Write out the rows below verbatim, starting with the line that contains "Examine the image above and tell me: where has the dry" and going on through the last line of the rows.

-- begin Dataset rows --

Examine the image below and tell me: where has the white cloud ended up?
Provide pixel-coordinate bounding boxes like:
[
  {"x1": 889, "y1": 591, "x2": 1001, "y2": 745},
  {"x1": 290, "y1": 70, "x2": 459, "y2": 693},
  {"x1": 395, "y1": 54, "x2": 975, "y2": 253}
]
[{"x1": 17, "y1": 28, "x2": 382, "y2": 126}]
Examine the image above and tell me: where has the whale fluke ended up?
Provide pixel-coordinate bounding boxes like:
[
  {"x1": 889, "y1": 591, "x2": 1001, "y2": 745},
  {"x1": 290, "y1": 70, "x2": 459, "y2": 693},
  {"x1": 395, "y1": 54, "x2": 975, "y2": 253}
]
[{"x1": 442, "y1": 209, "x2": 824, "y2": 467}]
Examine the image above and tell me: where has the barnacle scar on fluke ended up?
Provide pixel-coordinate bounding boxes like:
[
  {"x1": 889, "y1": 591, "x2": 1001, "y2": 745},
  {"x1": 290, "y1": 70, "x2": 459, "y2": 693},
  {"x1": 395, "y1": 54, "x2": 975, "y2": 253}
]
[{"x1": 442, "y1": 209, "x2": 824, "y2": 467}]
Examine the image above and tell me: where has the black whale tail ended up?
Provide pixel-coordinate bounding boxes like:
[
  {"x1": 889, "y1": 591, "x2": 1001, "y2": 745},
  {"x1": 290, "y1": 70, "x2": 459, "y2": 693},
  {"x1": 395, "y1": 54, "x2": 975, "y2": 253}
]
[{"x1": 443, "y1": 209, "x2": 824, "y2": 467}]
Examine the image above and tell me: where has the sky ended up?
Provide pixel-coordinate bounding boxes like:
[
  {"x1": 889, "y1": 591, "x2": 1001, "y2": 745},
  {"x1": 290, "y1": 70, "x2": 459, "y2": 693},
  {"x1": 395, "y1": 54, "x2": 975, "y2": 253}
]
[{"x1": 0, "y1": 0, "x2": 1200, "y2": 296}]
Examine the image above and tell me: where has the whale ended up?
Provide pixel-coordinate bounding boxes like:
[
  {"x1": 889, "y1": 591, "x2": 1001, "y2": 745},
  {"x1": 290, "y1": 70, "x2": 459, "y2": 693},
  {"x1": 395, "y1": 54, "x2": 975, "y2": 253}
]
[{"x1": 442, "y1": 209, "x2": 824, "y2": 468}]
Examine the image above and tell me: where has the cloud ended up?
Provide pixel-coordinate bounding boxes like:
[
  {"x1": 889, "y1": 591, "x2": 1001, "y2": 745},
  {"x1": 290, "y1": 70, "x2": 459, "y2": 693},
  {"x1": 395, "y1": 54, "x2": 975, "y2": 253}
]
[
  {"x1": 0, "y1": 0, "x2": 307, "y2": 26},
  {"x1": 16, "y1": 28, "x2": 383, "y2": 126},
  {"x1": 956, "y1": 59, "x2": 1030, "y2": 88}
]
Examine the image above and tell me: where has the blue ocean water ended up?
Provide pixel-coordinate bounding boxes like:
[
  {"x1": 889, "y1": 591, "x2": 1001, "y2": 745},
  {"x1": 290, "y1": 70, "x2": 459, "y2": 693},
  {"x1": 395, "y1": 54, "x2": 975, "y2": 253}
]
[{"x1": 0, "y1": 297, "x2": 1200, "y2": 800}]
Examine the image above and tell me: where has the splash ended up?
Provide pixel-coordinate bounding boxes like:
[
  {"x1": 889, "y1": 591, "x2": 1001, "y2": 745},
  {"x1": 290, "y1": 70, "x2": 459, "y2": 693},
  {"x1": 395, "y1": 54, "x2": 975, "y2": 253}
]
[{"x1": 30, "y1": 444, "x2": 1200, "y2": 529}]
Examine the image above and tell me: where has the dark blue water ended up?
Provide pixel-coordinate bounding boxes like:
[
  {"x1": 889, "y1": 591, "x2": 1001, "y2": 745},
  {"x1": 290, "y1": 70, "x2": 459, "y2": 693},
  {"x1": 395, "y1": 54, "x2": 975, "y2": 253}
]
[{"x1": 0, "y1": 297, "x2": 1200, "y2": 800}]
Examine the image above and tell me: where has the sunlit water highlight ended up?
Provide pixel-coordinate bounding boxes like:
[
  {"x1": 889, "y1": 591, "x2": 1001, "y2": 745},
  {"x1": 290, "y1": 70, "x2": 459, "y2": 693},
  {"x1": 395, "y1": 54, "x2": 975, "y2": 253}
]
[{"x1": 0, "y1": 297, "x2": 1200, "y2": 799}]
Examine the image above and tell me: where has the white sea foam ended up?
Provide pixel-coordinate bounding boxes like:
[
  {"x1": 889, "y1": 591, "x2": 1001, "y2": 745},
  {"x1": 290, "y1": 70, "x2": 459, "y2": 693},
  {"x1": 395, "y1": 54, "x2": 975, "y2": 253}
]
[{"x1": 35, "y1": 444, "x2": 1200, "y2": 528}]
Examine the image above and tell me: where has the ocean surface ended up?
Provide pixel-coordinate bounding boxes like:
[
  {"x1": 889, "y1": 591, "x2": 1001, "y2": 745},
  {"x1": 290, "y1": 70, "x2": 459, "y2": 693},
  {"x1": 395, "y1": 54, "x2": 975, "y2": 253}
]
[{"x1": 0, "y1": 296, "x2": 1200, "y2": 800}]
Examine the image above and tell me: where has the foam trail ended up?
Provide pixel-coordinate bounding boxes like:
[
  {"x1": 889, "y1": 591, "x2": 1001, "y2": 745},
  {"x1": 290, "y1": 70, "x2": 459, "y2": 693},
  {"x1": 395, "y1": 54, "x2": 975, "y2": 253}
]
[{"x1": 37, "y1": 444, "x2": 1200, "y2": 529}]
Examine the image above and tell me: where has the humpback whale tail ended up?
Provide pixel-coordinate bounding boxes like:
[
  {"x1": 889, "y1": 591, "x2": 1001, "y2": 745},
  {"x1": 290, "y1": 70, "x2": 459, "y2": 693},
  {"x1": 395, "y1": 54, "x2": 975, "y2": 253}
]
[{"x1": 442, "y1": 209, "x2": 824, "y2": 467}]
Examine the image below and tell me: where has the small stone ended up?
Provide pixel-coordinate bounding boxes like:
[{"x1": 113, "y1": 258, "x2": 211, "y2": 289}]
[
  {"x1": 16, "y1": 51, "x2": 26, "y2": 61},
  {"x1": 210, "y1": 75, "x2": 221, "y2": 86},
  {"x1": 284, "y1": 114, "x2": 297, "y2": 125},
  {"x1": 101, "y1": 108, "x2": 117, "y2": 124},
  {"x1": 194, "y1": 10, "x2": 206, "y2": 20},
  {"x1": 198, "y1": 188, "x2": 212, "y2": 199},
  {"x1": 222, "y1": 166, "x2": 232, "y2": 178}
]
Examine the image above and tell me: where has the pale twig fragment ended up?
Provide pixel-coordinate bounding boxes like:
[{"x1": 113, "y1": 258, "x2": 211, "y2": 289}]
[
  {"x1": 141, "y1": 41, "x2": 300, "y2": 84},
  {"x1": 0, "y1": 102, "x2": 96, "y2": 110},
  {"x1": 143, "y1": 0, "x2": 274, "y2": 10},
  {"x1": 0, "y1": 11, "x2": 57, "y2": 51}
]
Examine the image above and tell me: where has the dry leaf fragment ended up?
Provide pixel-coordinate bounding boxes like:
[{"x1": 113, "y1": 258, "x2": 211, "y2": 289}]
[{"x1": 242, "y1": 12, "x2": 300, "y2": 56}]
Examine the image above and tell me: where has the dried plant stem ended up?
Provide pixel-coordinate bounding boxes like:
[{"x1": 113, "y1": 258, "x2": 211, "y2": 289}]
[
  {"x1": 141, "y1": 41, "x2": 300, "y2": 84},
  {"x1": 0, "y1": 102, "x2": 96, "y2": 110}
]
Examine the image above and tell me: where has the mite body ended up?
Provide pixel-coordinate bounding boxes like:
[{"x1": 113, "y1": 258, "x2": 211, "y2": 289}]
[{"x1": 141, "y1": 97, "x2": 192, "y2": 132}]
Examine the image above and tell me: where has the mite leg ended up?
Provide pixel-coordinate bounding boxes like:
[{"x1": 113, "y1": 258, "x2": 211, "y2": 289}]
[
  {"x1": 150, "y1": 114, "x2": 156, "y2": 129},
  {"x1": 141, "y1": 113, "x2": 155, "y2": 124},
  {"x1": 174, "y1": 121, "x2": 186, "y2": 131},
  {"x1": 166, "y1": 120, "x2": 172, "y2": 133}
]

-- end Dataset rows --

■ Task answer ■
Examine the image above and tell me: where has the dry leaf fragment ended up?
Provide pixel-coordinate bounding boxes like:
[{"x1": 113, "y1": 258, "x2": 211, "y2": 289}]
[{"x1": 242, "y1": 12, "x2": 300, "y2": 56}]
Examine the image above and tell me: where has the dried plant stem ended up?
Provide pixel-coordinate bounding boxes like:
[{"x1": 113, "y1": 258, "x2": 211, "y2": 289}]
[
  {"x1": 141, "y1": 41, "x2": 300, "y2": 84},
  {"x1": 0, "y1": 102, "x2": 96, "y2": 110}
]
Examine the image above and tell me: where has the mite body ended up?
Provide pixel-coordinate bounding boxes like:
[{"x1": 113, "y1": 258, "x2": 211, "y2": 289}]
[{"x1": 141, "y1": 97, "x2": 192, "y2": 132}]
Examine the image above and tell me: where has the mite leg ended up?
Provide pixel-coordinate bounding boxes like:
[{"x1": 113, "y1": 258, "x2": 211, "y2": 289}]
[
  {"x1": 150, "y1": 114, "x2": 156, "y2": 129},
  {"x1": 141, "y1": 113, "x2": 155, "y2": 124},
  {"x1": 174, "y1": 121, "x2": 186, "y2": 131},
  {"x1": 166, "y1": 120, "x2": 172, "y2": 133}
]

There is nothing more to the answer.